### Records shown
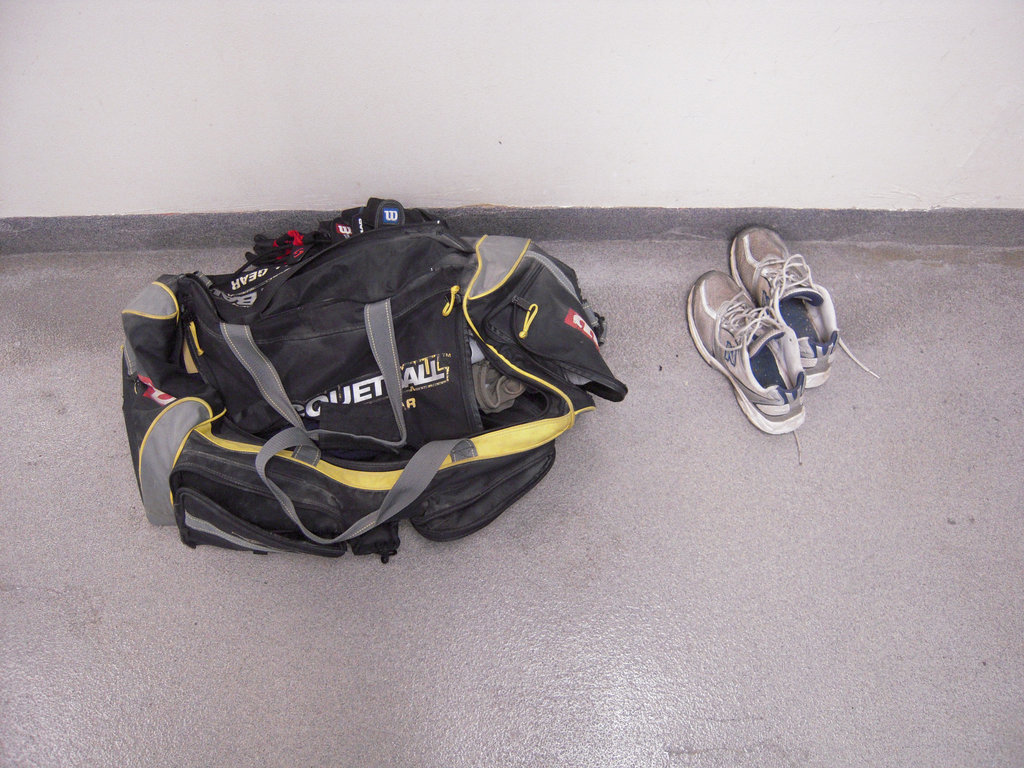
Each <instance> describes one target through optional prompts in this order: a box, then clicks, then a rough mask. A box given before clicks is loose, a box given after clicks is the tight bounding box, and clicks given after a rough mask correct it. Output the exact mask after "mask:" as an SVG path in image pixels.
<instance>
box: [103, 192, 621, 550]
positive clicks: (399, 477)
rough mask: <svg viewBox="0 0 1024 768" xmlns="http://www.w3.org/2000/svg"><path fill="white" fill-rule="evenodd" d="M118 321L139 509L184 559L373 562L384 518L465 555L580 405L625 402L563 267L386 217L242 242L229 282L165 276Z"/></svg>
mask: <svg viewBox="0 0 1024 768" xmlns="http://www.w3.org/2000/svg"><path fill="white" fill-rule="evenodd" d="M122 316H123V321H124V328H125V337H126V340H125V347H124V360H123V372H124V413H125V423H126V426H127V430H128V438H129V444H130V447H131V453H132V459H133V462H134V467H135V472H136V476H137V478H138V482H139V490H140V493H141V497H142V502H143V506H144V507H145V510H146V514H147V516H148V519H150V520H151V521H152V522H154V523H156V524H176V525H177V526H178V529H179V531H180V535H181V539H182V541H183V542H184V543H185V544H187V545H189V546H196V545H199V544H213V545H217V546H222V547H229V548H234V549H245V550H252V551H256V552H278V551H284V552H306V553H311V554H319V555H327V556H338V555H341V554H343V553H344V552H345V550H346V547H351V549H352V551H353V552H354V553H356V554H367V553H376V554H378V555H380V556H381V557H382V559H384V560H386V559H387V558H388V557H389V556H391V555H393V554H394V553H395V552H396V551H397V548H398V542H399V539H398V521H399V520H400V519H408V520H409V521H410V522H411V523H412V525H413V526H414V527H415V528H416V530H417V531H418V532H420V534H421V535H423V536H424V537H426V538H428V539H431V540H435V541H443V540H452V539H457V538H460V537H463V536H466V535H468V534H471V532H473V531H474V530H477V529H479V528H481V527H482V526H484V525H486V524H487V523H488V522H490V521H492V520H494V519H495V518H496V517H497V516H498V515H499V514H501V513H502V512H503V511H504V510H505V509H507V508H508V507H509V506H510V505H511V504H512V503H513V502H515V501H516V500H517V499H518V498H520V497H521V496H522V495H523V494H525V493H526V492H527V490H528V489H529V488H531V487H532V486H534V485H535V484H537V483H538V482H539V481H540V480H541V478H542V477H544V475H545V474H546V473H547V471H548V470H549V469H550V467H551V465H552V463H553V461H554V455H555V452H554V439H555V437H557V436H558V435H559V434H561V433H562V432H564V431H565V430H566V429H569V428H570V427H571V426H572V425H573V423H574V420H575V416H577V414H579V413H581V412H584V411H587V410H590V409H592V408H593V407H594V399H593V395H597V396H600V397H602V398H605V399H609V400H621V399H622V398H623V397H624V396H625V394H626V386H625V385H624V384H622V382H620V381H618V380H617V379H615V378H614V376H613V375H612V374H611V372H610V371H609V370H608V367H607V366H606V365H605V362H604V359H603V358H602V356H601V353H600V344H601V342H602V340H603V330H604V321H603V317H601V316H600V315H599V314H597V313H596V312H594V311H593V310H592V309H591V308H590V307H589V306H588V304H587V302H586V301H585V300H584V299H583V297H582V295H581V293H580V288H579V283H578V281H577V276H575V274H574V272H573V271H572V270H571V269H570V268H569V267H568V266H566V265H565V264H563V263H561V262H560V261H558V260H557V259H555V258H553V257H551V256H550V255H548V254H546V253H545V252H544V251H542V250H541V249H540V248H538V247H537V246H536V245H535V244H532V243H531V242H530V241H528V240H524V239H520V238H509V237H490V236H484V237H474V238H468V239H466V238H461V237H458V236H456V234H455V233H453V232H452V231H451V230H450V229H449V227H447V226H446V225H445V223H444V222H443V221H441V220H440V219H438V218H437V217H435V216H433V215H431V214H429V213H428V212H426V211H422V210H419V209H410V210H407V209H404V208H402V207H401V206H400V205H399V204H398V203H397V202H395V201H382V200H378V199H371V201H370V202H369V203H368V204H367V206H362V207H360V208H353V209H349V210H347V211H345V212H343V213H342V214H341V215H340V216H338V217H337V218H335V219H333V220H331V221H324V222H321V224H319V227H318V228H317V229H316V230H314V231H311V232H306V233H301V232H299V231H297V230H291V231H289V232H287V233H286V234H283V236H280V237H278V238H273V239H270V238H265V237H257V239H256V242H255V247H254V249H253V252H252V253H250V254H248V260H247V263H246V264H245V265H244V266H243V267H242V268H241V269H239V270H238V271H237V272H234V273H233V274H226V275H205V274H202V273H199V272H194V273H188V274H176V275H163V276H161V278H160V279H159V280H158V281H156V282H154V283H153V284H151V285H150V286H147V287H146V288H145V289H143V291H142V292H141V293H140V294H139V295H138V296H137V297H136V298H135V299H134V300H133V301H132V302H131V304H130V306H129V307H128V308H127V309H125V310H124V312H123V314H122Z"/></svg>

### Directions for this task
Reproduce the items from their beginning through the line containing "rough mask: <svg", substituting "coarse mask" for each occurrence of "rough mask" and leaving everything else unchanged. Omit the pictures.

### Exercise answer
Each <instance> describes one target through optional prompts in this order: a box, then clicks, then a coarse mask. A box given before clicks is loose, a box given after clicks is the tight bounding box, and clicks given after a coarse mask correct it. Output the exact mask after "mask:" as an SVG path in image pixels.
<instance>
box: [103, 192, 621, 550]
positive clicks: (399, 477)
coarse mask: <svg viewBox="0 0 1024 768" xmlns="http://www.w3.org/2000/svg"><path fill="white" fill-rule="evenodd" d="M118 321L139 509L184 559L373 562L384 518L465 555L580 405L625 402L563 267L386 217L242 242L229 282L165 276Z"/></svg>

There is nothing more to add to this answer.